REQUIREMENTS → The records that follow are to be repeated exactly, with the pictures removed.

Location annotation dataset excerpts →
________________________
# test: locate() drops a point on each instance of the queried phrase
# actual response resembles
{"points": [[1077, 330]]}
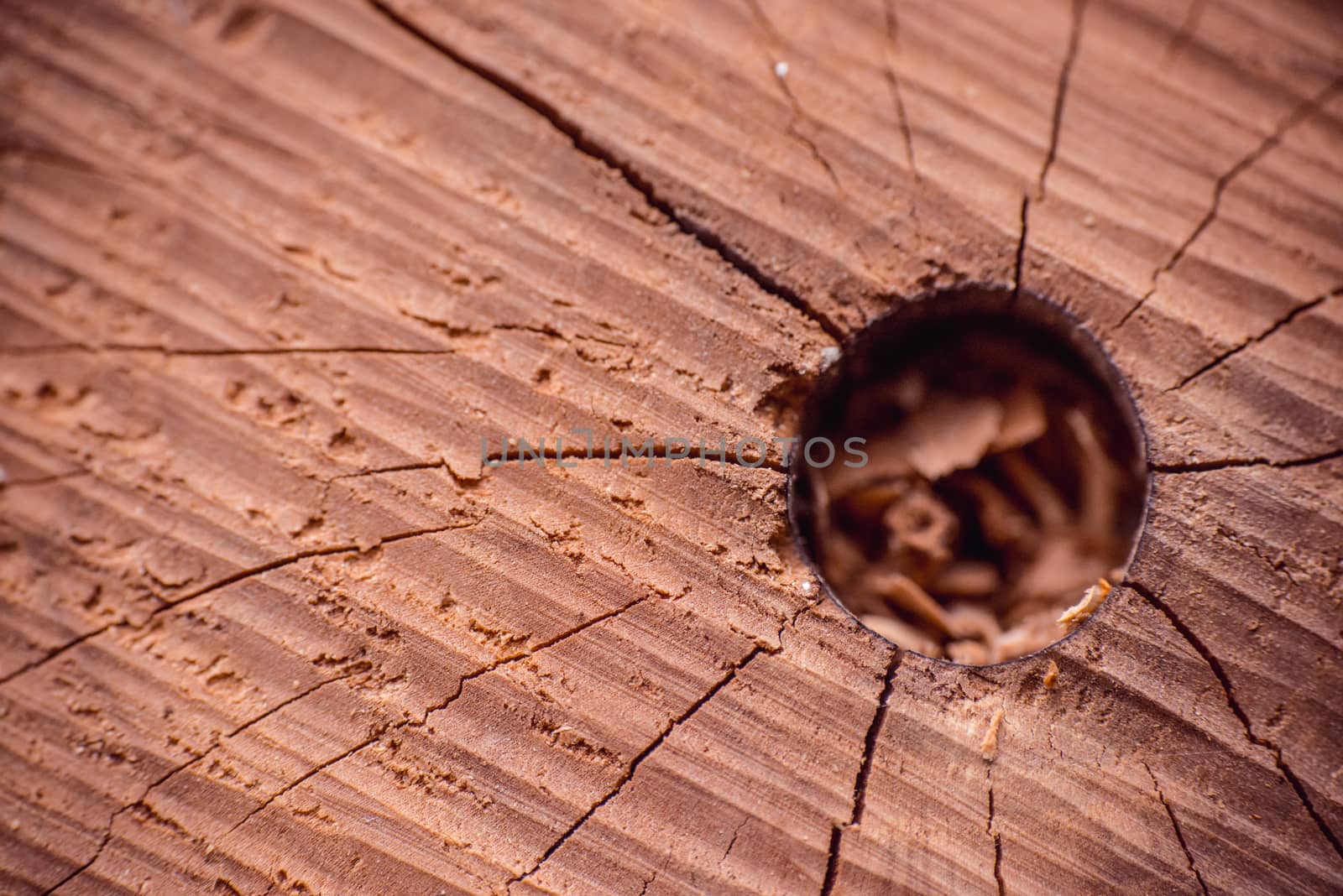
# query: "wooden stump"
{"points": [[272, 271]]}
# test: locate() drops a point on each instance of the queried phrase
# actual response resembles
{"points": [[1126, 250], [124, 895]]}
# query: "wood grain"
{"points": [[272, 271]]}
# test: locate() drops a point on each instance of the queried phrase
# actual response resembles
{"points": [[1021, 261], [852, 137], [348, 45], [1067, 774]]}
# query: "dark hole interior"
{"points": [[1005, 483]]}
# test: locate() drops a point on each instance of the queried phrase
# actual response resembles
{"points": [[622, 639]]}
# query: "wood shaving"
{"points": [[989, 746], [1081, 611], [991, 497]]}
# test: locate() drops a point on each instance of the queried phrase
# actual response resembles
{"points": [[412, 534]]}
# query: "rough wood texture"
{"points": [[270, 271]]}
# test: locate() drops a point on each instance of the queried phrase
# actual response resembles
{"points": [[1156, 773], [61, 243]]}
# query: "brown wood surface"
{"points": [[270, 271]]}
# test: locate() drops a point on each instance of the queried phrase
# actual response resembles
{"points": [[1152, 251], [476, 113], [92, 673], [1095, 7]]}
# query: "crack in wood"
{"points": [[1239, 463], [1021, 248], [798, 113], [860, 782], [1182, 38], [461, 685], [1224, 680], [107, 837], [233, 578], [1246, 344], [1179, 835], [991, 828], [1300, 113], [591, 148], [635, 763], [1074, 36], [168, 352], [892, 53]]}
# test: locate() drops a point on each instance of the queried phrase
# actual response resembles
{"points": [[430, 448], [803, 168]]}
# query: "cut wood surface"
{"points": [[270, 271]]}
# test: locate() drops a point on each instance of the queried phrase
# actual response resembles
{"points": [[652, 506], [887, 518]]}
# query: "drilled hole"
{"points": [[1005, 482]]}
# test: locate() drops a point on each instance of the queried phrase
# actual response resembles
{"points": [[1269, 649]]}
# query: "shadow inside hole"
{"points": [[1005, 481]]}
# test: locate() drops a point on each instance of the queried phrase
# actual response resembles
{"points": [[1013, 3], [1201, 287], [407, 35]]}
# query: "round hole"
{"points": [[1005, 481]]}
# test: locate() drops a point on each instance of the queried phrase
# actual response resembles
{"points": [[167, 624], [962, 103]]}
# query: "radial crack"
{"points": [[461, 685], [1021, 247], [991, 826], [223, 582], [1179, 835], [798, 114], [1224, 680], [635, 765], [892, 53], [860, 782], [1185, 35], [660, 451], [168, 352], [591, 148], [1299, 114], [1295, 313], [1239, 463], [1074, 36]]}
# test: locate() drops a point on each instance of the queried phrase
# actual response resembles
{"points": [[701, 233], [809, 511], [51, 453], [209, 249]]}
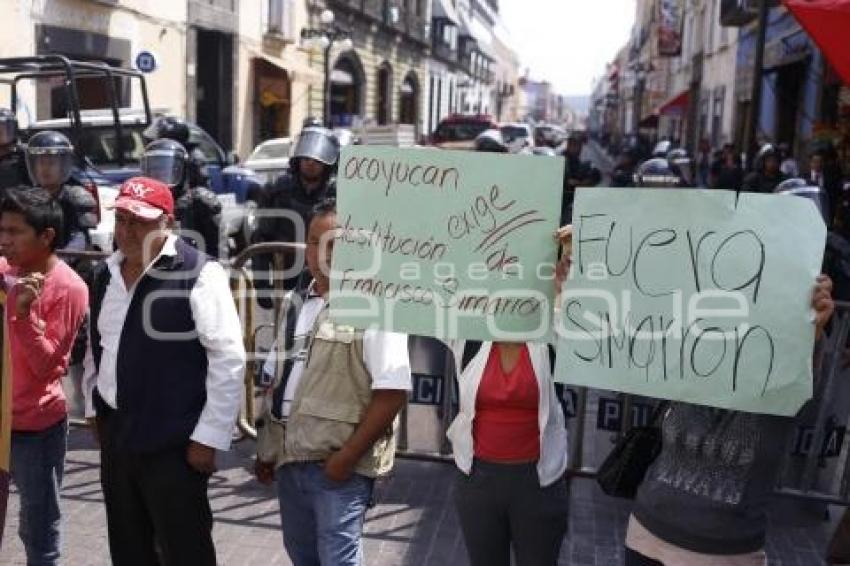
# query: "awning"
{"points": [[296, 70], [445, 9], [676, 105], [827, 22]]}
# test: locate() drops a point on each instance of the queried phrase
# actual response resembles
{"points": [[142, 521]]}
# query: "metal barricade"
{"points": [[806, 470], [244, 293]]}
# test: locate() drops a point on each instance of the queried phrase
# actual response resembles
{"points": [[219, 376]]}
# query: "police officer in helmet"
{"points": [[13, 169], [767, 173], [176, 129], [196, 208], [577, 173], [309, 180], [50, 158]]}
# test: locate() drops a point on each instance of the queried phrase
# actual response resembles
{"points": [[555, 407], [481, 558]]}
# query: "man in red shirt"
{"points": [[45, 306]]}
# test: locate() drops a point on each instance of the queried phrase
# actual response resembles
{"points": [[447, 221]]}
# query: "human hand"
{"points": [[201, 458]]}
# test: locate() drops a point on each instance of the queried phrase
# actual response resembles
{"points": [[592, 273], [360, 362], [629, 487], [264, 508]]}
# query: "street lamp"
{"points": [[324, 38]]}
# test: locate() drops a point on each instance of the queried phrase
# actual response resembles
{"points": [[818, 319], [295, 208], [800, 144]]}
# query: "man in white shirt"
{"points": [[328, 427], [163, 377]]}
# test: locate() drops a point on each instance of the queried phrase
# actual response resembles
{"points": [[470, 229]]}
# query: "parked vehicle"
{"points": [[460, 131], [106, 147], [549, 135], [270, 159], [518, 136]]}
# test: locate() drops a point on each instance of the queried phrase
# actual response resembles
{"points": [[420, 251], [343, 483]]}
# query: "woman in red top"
________________________
FINAL RESULT →
# test: locate() drops a point on each instance of the queried phrase
# actual response resembles
{"points": [[1077, 330]]}
# query: "wooden stump"
{"points": [[272, 271]]}
# test: locate() drops a point on each instance of the queried phrase
# actual response resembles
{"points": [[1126, 250], [124, 895]]}
# query: "wood grain"
{"points": [[272, 271]]}
# test: locate() drops a point on each instance of the queried phrase
# actual response resembles
{"points": [[1021, 261], [852, 137], [348, 45], [1067, 774]]}
# query: "dark hole interior"
{"points": [[1005, 483]]}
# test: locate() drops a point on each instance of the queried phrase
# actual response resembles
{"points": [[622, 639]]}
# query: "wood shaving"
{"points": [[989, 746], [1081, 611], [991, 497]]}
# test: locate() drops a point on each instance of the queried phrase
# actual response resembles
{"points": [[412, 534]]}
# query: "rough wood texture"
{"points": [[270, 271]]}
# test: locate() drops a point on each instance of the queried phrase
# actual response resembles
{"points": [[1156, 773], [61, 243]]}
# query: "brown wood surface"
{"points": [[270, 271]]}
# test: locate() drops a point on each instance of the queried phrase
# actual response resembles
{"points": [[1152, 251], [476, 113], [92, 673], [1095, 7]]}
# query: "crack in wood"
{"points": [[1239, 463], [1021, 248], [798, 113], [860, 782], [1182, 38], [461, 685], [1224, 680], [107, 837], [233, 578], [1246, 344], [1179, 835], [991, 828], [1300, 113], [591, 148], [635, 763], [1074, 36], [168, 352], [892, 53]]}
# test: locate() drops a point on each instance of the queried phrase
# actual response resembles
{"points": [[430, 448], [803, 168]]}
# query: "cut wood surface"
{"points": [[270, 271]]}
# test: locate() drops a point on each instance of the queried phrase
# actual response resembles
{"points": [[652, 506], [887, 518]]}
# query: "drilled hole"
{"points": [[1005, 482]]}
# test: locate() drops a point on each instance of the queried phrase
# actual response resembles
{"points": [[1269, 649]]}
# query: "shadow inside hole"
{"points": [[1005, 481]]}
# test: locate() drops a point on each instance of the queried phrase
# actual response resembles
{"points": [[1013, 3], [1201, 287], [407, 35]]}
# query: "round hole"
{"points": [[1005, 481]]}
# test: locate() drops a point on each instance of the queried phrase
# actual response resembles
{"points": [[167, 624], [962, 103]]}
# query: "radial crack"
{"points": [[461, 685], [1021, 247], [991, 826], [223, 582], [1179, 835], [798, 114], [1224, 680], [635, 765], [892, 53], [860, 782], [1185, 35], [660, 451], [168, 352], [591, 148], [1299, 114], [1295, 313], [1239, 463], [1074, 36]]}
# test: locate() drops a point on each instance of the queried phrase
# actual response resembles
{"points": [[701, 233], [809, 511], [51, 453], [209, 249]]}
# query: "awning"
{"points": [[296, 70], [445, 9], [676, 105], [827, 22]]}
# test: locate() drops a point on each instance of the queried phrase
# actual response resembles
{"points": [[142, 521]]}
# query: "metal barricade"
{"points": [[806, 470], [244, 293]]}
# test: locate() drops a point on each instance of the queried phrase
# actual response resembles
{"points": [[219, 376]]}
# query: "police officer in helmet"
{"points": [[13, 169], [767, 173], [176, 129], [196, 208], [577, 173], [309, 180], [50, 158]]}
# test: locate() drops a point on each instance of the queried phrase
# actual response resembles
{"points": [[555, 407], [481, 558]]}
# query: "man in red shirt"
{"points": [[45, 306]]}
# test: locate() drops a point on each instance of the queried phrase
# actual response resembles
{"points": [[447, 221]]}
# query: "human hand"
{"points": [[201, 458]]}
# test: locate() drops a point on each instance of the queried phrase
# actual response resembles
{"points": [[592, 273], [360, 362], [629, 487], [264, 508]]}
# query: "street lamp"
{"points": [[324, 38]]}
# test: locate() drops a point on each instance of the queried phrase
# actual response resembles
{"points": [[818, 319], [295, 208], [800, 144]]}
# query: "man in white shirt"
{"points": [[328, 427], [163, 377]]}
# test: locate() drops a point on each instance of the queried phrase
# actual response resembles
{"points": [[470, 229]]}
# query: "parked vehicle"
{"points": [[460, 131], [106, 147], [549, 135], [270, 159], [518, 136]]}
# test: locate() drops a point on each instance of the queried phrase
# actual response resembles
{"points": [[420, 251], [343, 483]]}
# query: "woman in red top"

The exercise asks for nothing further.